Dereverberation and Noise Reduction

PublishedJuly 12, 2022

Assigneenot available in USPTO data we have

InventorsKanthasamy Chelliah Wai Chung Chu Andreas Schwarz Berkant Tacer Carlo Murgia

Technical Abstract

Patent Claims

20 claims

Legal claims defining the scope of protection, as filed with the USPTO.

1. A computer-implemented method, the method comprising: sending, by a device, reference audio data to a loudspeaker of the device to generate audio; receiving first microphone audio data from a first microphone of the device, the first microphone audio data including a first representation of speech; receiving second microphone audio data from a second microphone of the device, the second microphone audio data including a second representation of the speech; performing, using the reference audio data and the first microphone audio data, echo cancellation to generate third microphone audio data corresponding to the first microphone; performing, using the reference audio data and the second microphone audio data, echo cancellation to generate fourth microphone audio data corresponding to the second microphone; determining a first signal-to-noise ratio (SNR) value for a first portion of the third microphone audio data, the first portion of the third microphone audio data representing a first audio frame; determining that the first SNR value exceeds a threshold value indicating that noisy conditions are not present; determining, using the first portion of the third microphone audio data and a first portion of the fourth microphone audio data, first coherence-to-diffuse ratio (CDR) data corresponding to the first audio frame; determining, using the first CDR data, first gain values configured to suppress reverberations represented in the first portion of the third microphone audio data; performing residual echo suppression on the first portion of the third microphone audio data to generate a first portion of first audio data; performing dereverberation by applying the first gain values to the first portion of the first audio data to generate a first portion of second audio data; determining, using the first portion of the second audio data, first noise estimate data; and performing noise reduction, using the first noise estimate data, on the first portion of the second audio data to generate a first portion of output audio data.

2. The computer-implemented method of claim 1 , further comprising: determining second noise estimate data using a second portion of the third microphone audio data, the second portion of the third microphone audio data representing a second audio frame; determining, using the second noise estimate data, a second SNR value for the second portion of the third microphone audio data; determining that the second SNR value is less than the threshold value; performing residual echo suppression on the second portion of the third microphone audio data to generate a second portion of the first audio data; and performing noise reduction, using the second noise estimate data, on the second portion of the first audio data to generate a second portion of the output audio data.

++++++++++++++++++++

▸ Requirement a
Identify every line of the records that contains the string "mountain", treating uppercase and lowercase as different.
The patent text and the records have nothing to do with each other.

▸ Data shown
++++++++++++++++++++

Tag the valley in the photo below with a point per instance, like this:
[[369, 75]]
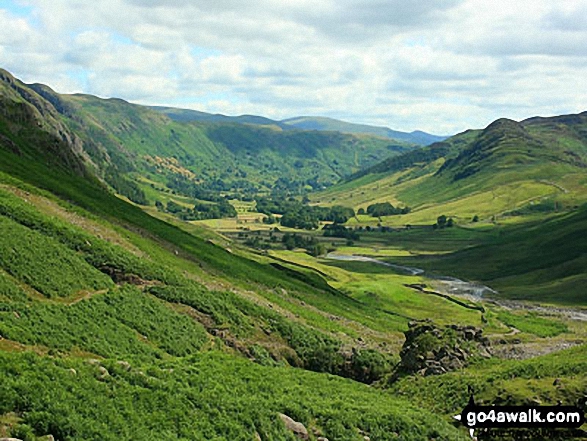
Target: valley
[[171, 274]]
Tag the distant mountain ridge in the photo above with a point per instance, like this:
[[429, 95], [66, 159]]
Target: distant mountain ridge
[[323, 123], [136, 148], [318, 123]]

++++++++++++++++++++

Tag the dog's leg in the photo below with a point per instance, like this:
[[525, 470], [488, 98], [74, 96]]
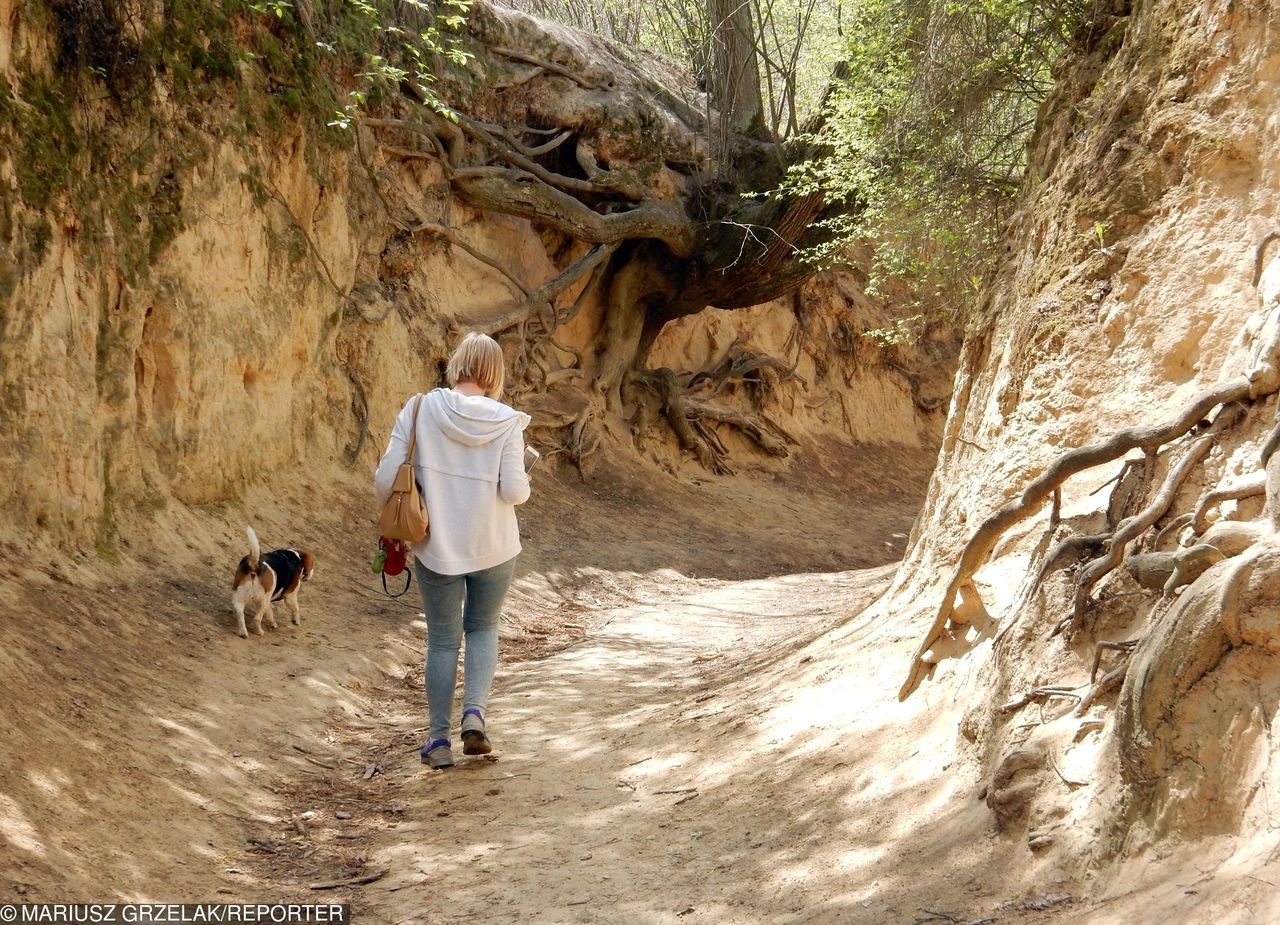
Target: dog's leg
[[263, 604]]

++++++++++++++++++++

▸ Requirement b
In claim 1 of the patent text, what does the first SNR value exceeding the threshold value indicate?

▸ Written reply a
Tag the distant mountain ridge in the photo above with a point per instance, like this:
Target: distant mountain ridge

▸ Written reply b
It indicates that noisy conditions are not present.